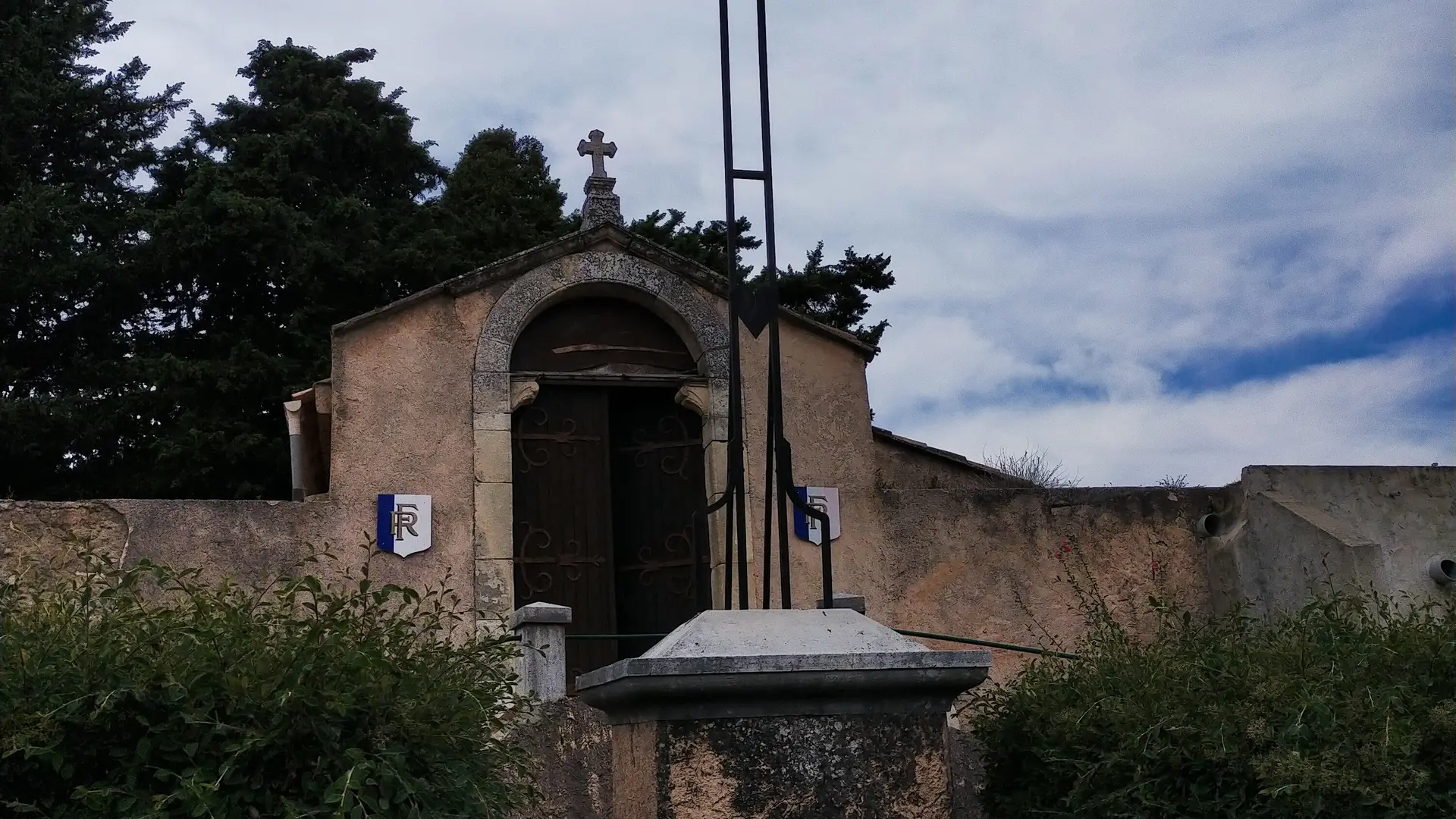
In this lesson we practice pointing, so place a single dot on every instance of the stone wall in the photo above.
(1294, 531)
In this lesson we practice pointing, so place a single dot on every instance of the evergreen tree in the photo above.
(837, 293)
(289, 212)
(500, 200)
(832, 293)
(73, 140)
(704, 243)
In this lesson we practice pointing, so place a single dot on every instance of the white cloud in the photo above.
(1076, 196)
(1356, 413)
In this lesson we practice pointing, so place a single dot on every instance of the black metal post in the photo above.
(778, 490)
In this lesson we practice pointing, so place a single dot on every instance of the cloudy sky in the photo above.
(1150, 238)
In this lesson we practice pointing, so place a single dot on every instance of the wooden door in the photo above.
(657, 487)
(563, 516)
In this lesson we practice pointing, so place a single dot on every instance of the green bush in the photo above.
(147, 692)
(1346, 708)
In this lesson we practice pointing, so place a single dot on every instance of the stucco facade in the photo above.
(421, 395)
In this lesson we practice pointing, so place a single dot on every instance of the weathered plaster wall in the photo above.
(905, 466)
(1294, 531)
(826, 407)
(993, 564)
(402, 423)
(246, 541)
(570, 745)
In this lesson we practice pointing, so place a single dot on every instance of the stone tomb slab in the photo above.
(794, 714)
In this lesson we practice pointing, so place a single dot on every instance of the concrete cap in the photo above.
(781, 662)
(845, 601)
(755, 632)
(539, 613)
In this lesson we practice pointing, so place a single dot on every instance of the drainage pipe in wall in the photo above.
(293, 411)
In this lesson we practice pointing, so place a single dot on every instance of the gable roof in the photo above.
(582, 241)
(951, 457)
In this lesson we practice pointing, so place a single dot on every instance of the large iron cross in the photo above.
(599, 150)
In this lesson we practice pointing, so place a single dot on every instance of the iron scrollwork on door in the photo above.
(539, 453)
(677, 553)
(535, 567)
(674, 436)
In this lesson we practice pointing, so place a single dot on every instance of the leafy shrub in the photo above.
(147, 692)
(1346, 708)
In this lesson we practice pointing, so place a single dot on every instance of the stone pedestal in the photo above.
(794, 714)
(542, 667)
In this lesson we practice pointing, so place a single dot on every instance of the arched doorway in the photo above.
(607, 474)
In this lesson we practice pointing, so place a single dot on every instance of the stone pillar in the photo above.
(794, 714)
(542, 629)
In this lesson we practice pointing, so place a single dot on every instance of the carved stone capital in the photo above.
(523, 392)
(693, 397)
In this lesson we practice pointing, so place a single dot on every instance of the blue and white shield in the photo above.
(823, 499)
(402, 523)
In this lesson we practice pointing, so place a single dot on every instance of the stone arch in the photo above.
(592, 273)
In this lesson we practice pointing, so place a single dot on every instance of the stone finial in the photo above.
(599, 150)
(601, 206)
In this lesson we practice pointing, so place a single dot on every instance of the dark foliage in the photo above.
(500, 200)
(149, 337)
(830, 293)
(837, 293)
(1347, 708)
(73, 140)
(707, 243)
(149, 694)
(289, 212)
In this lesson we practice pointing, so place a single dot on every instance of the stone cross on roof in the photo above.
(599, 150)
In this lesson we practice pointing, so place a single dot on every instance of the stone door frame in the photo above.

PROBLEM: In your copy of the records above, include no pictures and match every line exactly.

FINAL ANSWER:
In this lesson we practice pointing, so place a single dot on every instance of the stone wall in the photo above.
(1294, 531)
In this lesson we practice pointing, so place a single dot on every instance of the evergreen tree in the photo above.
(837, 293)
(289, 212)
(500, 200)
(832, 293)
(73, 140)
(704, 243)
In this lesson we practice pointing, so place a single dot on every instance of the white cloud in the photo above.
(1076, 196)
(1356, 413)
In this lesson we practice pointing, so place a single dot on every instance of the black metal post in the photo above.
(778, 490)
In this lesson we practice pointing, so place a single dot on every instance of the cloudy sky in the photo above.
(1150, 238)
In this lesson we practice pointing, so place a single dot on every instance of the wooden door in the photo above.
(657, 487)
(563, 516)
In this lesson we practice pointing, so place a single dot on every instance of the green bush in the photo above.
(147, 692)
(1346, 708)
In this lesson we practice pointing, so place a single dot on every instance of the stucco facade in the photo above.
(421, 395)
In this lesson we practice pointing, so place a single dot on every instance of the weathered plaster wall in the photo above.
(905, 466)
(1294, 531)
(826, 407)
(993, 564)
(402, 423)
(246, 541)
(570, 745)
In this lesson we practice pointing, so place a single dot on every instance of the stone tomb slab in the photo above.
(794, 714)
In this lesson we practice pointing, so place a single dot on every instance of the concrete cap in the photo above.
(781, 662)
(845, 601)
(755, 632)
(539, 613)
In this lesson we practice pointing, so place a single dot on every instance of the drainage pipe in wall in the photo above.
(293, 411)
In this lesson we practice pointing, so place a single dot on every instance of the gable roof in the photo above.
(582, 241)
(951, 457)
In this lesson we practice pointing, so place a single dot on every instance of the large iron cross in the photo above.
(599, 150)
In this lesson we practice pointing, so place a single dot on every instance of the iron scrollwork on door in the photo above.
(539, 453)
(677, 553)
(535, 567)
(674, 436)
In this lesson we practice pointing, so place a single dot on every instance of the leafy shrub in the photo above.
(147, 692)
(1346, 708)
In this lesson we practice pointing, so place a single dot on every instance of the stone pedestal in the photo above.
(794, 714)
(542, 667)
In this lesson we practice pointing, so place a single dot on every instance of the arched doorway in the photo above.
(607, 474)
In this lesson we practice pointing, so place a single dot on every instance of the stone pillar in the photo above.
(794, 714)
(542, 629)
In this lesson we practice pointing, so place a single dot on every instance of the carved stone capital in the photo above.
(523, 392)
(693, 397)
In this lesson we practice pointing, so place a single dot on every instance of the blue and white shield in the photo above.
(823, 499)
(402, 523)
In this lesson we practice pointing, so place a single dot on every instance of the stone arch in the photo above.
(592, 273)
In this lesson we practice pointing, so place a single dot on every instance of the stone finial in the photo above.
(599, 150)
(601, 206)
In this lesson we practice pointing, so place a single dot on every instance of the dark foliage in the photo above.
(500, 200)
(149, 337)
(830, 293)
(837, 293)
(1347, 708)
(73, 140)
(707, 243)
(149, 694)
(289, 212)
In this lesson we practice pointing, so place a single dot on every instance of the stone cross on roof in the photo above.
(599, 150)
In this lesson we practice pointing, so place a single dot on every instance of the stone door frame in the photo above.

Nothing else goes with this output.